**Given exercise**
Transcribe the lines of every record below word for word, leaving out the pictures.
--- Begin Record list ---
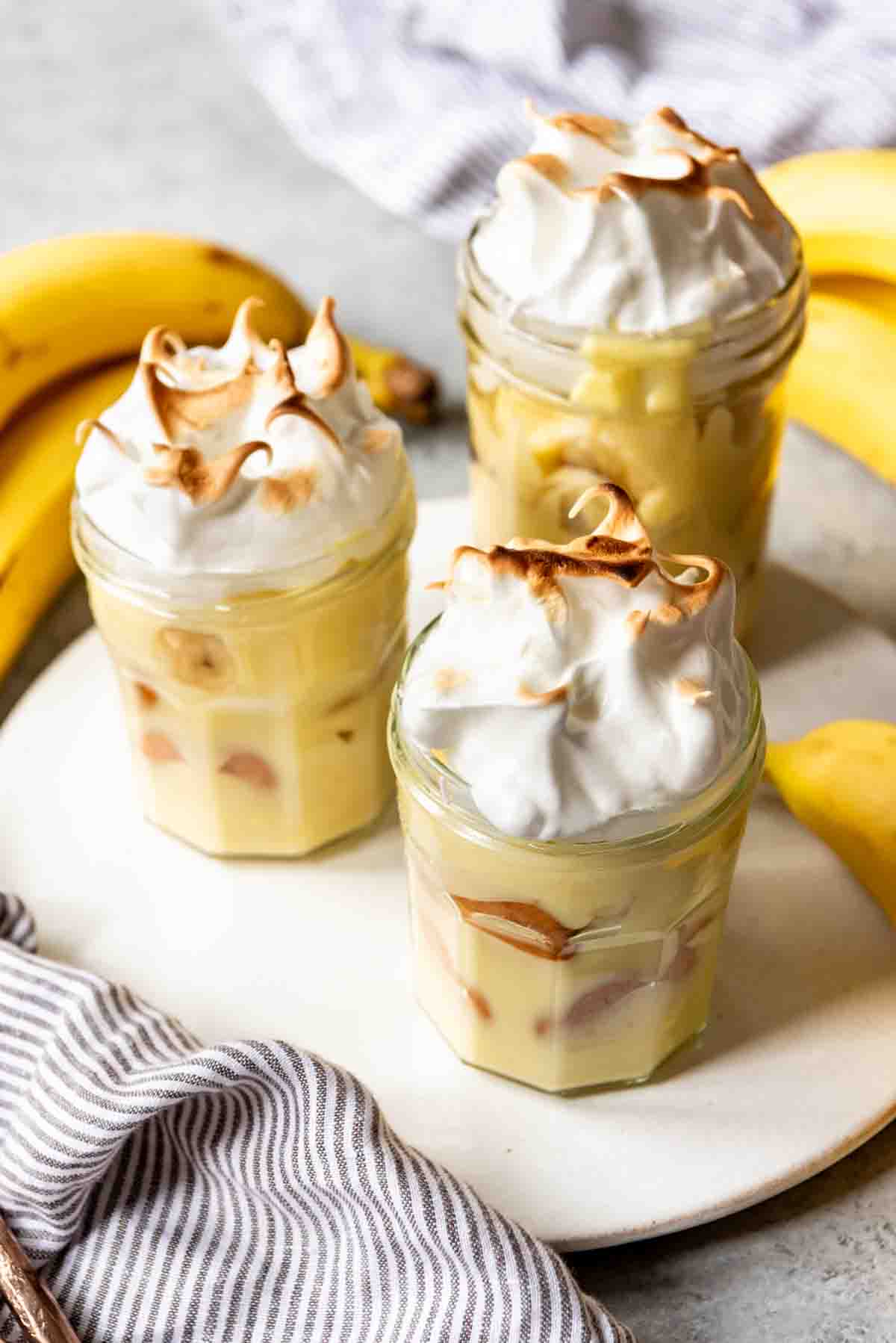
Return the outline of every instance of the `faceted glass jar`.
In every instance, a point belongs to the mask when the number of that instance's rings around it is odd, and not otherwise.
[[[103,537],[75,501],[75,555],[149,821],[210,854],[273,857],[376,819],[395,790],[386,723],[407,643],[414,521],[406,475],[345,561],[175,583]]]
[[[477,269],[472,238],[459,259],[459,317],[476,544],[570,541],[599,521],[586,509],[571,522],[572,504],[611,479],[657,549],[713,555],[732,569],[743,638],[760,596],[783,379],[805,326],[802,261],[743,317],[622,336],[523,324]]]
[[[403,735],[419,642],[390,719],[419,1005],[465,1062],[543,1091],[646,1081],[709,1015],[766,749],[746,654],[748,723],[709,788],[647,834],[535,842],[494,830],[463,780]]]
--- End Record list ---
**Reply**
Return the outline of every instance of the `faceted glass jar`.
In every instance, a point belongs to the mask when the number of that instance's rings around it is odd, and not otherwise.
[[[103,537],[75,501],[75,555],[149,821],[210,854],[273,857],[376,819],[395,790],[386,723],[407,643],[414,521],[406,475],[345,561],[175,583]]]
[[[477,269],[472,238],[459,259],[459,317],[476,544],[570,541],[599,521],[586,509],[571,522],[572,504],[611,479],[657,549],[713,555],[732,569],[743,638],[760,596],[783,379],[805,326],[802,261],[743,317],[622,336],[523,324]]]
[[[403,735],[419,642],[390,719],[419,1005],[465,1062],[543,1091],[646,1081],[709,1015],[766,749],[746,654],[748,723],[709,788],[647,834],[535,842],[494,830],[463,780]]]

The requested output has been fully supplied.